-- TEXT EXCERPT follows --

The Emperor Of Atlantis
posted March 22, 2011 11:23 AM   RSS | iCal | +googleCal

Tue April 5 at 8:00 PM, The Cello Factory
33-34 Cornwall Rd, Lambeth, Greater London SE1 8, UK (Map & Directions)
is the first production by the new opera company I've founded, Dioneo. We'll be staging it at the Cello Factory near Waterloo, London, on the evenings of April 5, 6, 8 and 9 (but not 7.) It's a one-act opera, about an hour long. We at Dioneo believe that opera should be available to everyone, so we've priced tickets at only £12. The venue is intimate and only seats 60, so advance booking is recommended. You can book online here.
The Emperor of Atlantis is a witty, mordant satire of the Third Reich, an audacious gesture of resistance from the Theresienstadt concentration camp where the composer and librettist were imprisoned. In the opera, the Emperor declares total all-out holy war on everything everywhere, and Death is so annoyed by this that he quits. What follows is what happens when you try to fight a war without Death (soldiers from opposing sides falling in love; political prisoners who can't be executed, etc.)

The music is surprisingly, hauntingly beautiful, but the inhabitants of Theresienstadt never got to hear it. When a couple of SS officers came to the dress rehearsal, they didn't like what they saw. The performances were banned, and the composer, librettist, orchestra and their families were sent to their deaths in Auschwitz. The score only survives because Ullmann entrusted it to a friend who happened to live.

We have a cast of wonderful singers and a 14-piece band, ably headed by director Max Hoehn and conductor John Murton. I'm co-producing, which is new for me, and it would be cool to see other MeFites there. I hope you'll come and see it.
posted by Pallas Athena to Performance (2 comments total) 2 users marked this as a favorite

Wow! Thanks for pointing this out - we went tonight and enjoyed it hugely. I love the space (walked past it lots of times and wondered what it was like), and the way you used it. And the show, of course.

-- TEXT EXCERPT concluded --
-- AVAILABLE DATA follows --

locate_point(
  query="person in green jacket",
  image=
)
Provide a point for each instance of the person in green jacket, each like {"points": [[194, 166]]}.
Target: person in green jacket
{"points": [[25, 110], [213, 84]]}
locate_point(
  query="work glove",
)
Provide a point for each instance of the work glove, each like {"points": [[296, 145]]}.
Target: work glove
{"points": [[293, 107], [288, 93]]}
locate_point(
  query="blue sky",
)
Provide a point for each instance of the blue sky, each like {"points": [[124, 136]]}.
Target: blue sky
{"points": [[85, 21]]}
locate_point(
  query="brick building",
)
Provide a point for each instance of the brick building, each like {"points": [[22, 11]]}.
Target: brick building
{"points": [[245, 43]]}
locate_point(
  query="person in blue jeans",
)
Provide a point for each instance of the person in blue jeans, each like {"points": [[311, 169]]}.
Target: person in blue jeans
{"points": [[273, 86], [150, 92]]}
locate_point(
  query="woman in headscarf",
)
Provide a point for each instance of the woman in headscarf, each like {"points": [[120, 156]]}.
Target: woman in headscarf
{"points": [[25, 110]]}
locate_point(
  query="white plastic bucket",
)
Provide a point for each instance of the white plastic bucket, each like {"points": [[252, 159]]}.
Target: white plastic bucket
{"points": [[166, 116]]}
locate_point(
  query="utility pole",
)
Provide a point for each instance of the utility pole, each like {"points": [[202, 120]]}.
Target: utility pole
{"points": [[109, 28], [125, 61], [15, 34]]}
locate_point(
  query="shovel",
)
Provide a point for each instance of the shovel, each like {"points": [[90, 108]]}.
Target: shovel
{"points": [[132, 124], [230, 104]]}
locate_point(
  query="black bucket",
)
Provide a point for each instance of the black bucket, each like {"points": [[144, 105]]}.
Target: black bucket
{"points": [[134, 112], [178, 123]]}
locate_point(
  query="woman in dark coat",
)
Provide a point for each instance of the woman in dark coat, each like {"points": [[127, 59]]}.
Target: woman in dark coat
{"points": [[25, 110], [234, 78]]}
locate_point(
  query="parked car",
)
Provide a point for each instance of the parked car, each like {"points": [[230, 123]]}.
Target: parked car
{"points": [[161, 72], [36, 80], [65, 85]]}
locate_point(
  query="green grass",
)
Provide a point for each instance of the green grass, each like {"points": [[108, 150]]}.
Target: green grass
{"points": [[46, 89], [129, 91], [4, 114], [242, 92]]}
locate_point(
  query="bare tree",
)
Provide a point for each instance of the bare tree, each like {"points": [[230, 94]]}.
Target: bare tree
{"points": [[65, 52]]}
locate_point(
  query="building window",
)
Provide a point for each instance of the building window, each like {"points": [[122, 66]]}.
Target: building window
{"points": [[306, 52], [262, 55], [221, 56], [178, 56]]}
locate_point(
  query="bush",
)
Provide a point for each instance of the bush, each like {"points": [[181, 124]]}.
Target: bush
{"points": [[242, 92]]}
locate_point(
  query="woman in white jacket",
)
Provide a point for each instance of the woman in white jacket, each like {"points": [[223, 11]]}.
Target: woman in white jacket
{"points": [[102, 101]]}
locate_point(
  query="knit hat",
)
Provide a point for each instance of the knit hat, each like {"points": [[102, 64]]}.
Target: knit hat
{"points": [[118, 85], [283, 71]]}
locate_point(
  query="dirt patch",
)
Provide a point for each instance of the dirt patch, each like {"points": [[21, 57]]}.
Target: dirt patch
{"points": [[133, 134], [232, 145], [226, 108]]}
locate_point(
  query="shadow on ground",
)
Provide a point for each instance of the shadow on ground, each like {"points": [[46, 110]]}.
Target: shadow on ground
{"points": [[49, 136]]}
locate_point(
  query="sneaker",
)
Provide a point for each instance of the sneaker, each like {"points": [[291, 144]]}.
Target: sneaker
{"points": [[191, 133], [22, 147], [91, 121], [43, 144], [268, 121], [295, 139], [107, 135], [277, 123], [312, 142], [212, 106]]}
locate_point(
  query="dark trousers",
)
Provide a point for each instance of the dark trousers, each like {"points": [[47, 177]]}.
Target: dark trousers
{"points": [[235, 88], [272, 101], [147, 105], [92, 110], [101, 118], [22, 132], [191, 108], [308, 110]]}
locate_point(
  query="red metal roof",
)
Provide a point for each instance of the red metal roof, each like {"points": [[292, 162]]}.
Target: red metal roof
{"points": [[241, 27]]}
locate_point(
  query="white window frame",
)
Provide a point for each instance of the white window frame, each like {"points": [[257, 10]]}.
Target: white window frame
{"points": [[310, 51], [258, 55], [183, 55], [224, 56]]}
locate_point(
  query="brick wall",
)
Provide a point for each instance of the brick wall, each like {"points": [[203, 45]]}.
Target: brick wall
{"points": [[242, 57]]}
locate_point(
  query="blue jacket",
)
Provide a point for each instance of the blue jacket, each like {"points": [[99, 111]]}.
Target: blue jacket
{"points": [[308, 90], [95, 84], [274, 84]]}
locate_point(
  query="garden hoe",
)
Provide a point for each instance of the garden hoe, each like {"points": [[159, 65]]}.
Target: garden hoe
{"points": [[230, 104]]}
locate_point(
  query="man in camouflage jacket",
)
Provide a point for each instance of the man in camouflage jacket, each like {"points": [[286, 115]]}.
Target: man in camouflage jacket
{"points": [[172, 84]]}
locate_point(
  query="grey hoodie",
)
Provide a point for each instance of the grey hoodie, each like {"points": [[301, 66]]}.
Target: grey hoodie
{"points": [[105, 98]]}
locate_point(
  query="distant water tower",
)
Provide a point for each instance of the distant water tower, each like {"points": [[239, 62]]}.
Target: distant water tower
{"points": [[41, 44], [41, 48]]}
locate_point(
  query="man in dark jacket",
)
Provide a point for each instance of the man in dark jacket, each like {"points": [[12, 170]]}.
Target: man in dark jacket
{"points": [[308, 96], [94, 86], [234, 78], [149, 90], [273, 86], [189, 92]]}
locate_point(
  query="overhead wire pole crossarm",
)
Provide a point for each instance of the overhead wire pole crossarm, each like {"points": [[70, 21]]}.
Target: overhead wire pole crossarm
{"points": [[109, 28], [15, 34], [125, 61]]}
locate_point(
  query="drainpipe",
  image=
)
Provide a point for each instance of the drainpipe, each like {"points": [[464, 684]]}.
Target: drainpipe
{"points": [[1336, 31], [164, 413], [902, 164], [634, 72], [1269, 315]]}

-- AVAILABLE DATA concluded --
-- AVAILABLE DATA follows --

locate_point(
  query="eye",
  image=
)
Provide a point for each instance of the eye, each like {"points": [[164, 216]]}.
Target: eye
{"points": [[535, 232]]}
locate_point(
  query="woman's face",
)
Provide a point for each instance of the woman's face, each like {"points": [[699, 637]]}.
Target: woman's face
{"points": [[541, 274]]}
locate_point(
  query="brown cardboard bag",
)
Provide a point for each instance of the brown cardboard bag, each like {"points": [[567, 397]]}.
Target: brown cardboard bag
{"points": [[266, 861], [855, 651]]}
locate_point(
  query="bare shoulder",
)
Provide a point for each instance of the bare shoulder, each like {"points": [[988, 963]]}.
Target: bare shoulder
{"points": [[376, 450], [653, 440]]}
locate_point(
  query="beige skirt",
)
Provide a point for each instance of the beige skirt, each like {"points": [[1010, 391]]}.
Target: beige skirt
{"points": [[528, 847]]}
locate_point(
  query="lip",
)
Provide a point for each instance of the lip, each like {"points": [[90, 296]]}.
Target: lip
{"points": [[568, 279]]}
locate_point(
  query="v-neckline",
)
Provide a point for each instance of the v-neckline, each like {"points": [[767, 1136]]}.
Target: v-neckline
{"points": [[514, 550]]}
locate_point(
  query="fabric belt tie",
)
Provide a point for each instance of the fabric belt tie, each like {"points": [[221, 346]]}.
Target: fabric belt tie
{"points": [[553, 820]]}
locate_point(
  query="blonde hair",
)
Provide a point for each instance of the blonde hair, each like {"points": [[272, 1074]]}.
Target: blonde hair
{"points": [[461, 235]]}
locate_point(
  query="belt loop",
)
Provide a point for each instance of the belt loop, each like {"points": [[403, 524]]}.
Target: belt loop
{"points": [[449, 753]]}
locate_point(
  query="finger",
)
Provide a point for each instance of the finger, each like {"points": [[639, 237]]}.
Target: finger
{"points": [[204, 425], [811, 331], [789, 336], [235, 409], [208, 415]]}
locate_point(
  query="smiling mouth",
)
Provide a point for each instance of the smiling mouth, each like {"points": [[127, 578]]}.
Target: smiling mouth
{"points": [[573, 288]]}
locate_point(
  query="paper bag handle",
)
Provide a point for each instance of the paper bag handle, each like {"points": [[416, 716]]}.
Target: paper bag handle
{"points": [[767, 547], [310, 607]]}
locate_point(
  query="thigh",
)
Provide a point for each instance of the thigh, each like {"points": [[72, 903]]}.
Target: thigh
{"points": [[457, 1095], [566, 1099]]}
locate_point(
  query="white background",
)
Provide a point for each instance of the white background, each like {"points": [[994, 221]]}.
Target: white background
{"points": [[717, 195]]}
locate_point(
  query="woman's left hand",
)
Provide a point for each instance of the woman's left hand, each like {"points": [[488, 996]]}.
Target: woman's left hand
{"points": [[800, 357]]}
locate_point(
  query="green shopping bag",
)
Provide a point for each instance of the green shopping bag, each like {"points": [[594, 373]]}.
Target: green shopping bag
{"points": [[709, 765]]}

-- AVAILABLE DATA concluded --

ACTIVITY 1:
Answer these questions using the post about The Emperor of Atlantis:
(a) How many people does the venue seat?
(b) How much does a ticket cost?
(c) To which camp were the composer, librettist, orchestra and their families sent?
ACTIVITY 2: Write out the part of the post about The Emperor of Atlantis between "is the first" and "book online here.", inclusive.
ACTIVITY 3: Write what comes next in the post about The Emperor of Atlantis, starting after its final sentence.

EXERCISE RESULT 1:
(a) 60
(b) £12
(c) Auschwitz

EXERCISE RESULT 2:
is the first production by the new opera company I've founded, Dioneo. We'll be staging it at the Cello Factory near Waterloo, London, on the evenings of April 5, 6, 8 and 9 (but not 7.) It's a one-act opera, about an hour long. We at Dioneo believe that opera should be available to everyone, so we've priced tickets at only £12. The venue is intimate and only seats 60, so advance booking is recommended. You can book online here.

EXERCISE RESULT 3:
The music is fascinating - strict 20th Century and 30s popular music melted together. It's not something I'm an expert on (hence the rather naive statement in the previous sentence), beyond knowing the usual Weill and Eisler tunes, but I was impressed by the echo in music I do know (such as Robert Wyatt and the Henry Cow / Art Bears / News From Nowhere nexus).

The quartet you linked to is stunning, by the way.

How long does he have to stand in that cupboard before the show starts?
posted by Grangousier at 1:48 PM on April 6, 2011 [1 favorite]

Hi there! Thank you so much for coming along tonight; I'm really glad you enjoyed it!

I do love the music. You're right about the fusion of classical and popular; Ullman even gives tempo markings like "Blues" in the score. The strangeness of the orchestration contributes a lot to the overall effect-- the piece was scored for anyone in the camp who had an instrument and could play it. So there are conventional brass, woodwinds and strings, but also sax, harmonium and banjo.

The Loudspeaker is in the cupboard for about 15 minutes before the start! It's a very small cupboard. We do our best to start on time.

Again, many many thanks for coming to the opera.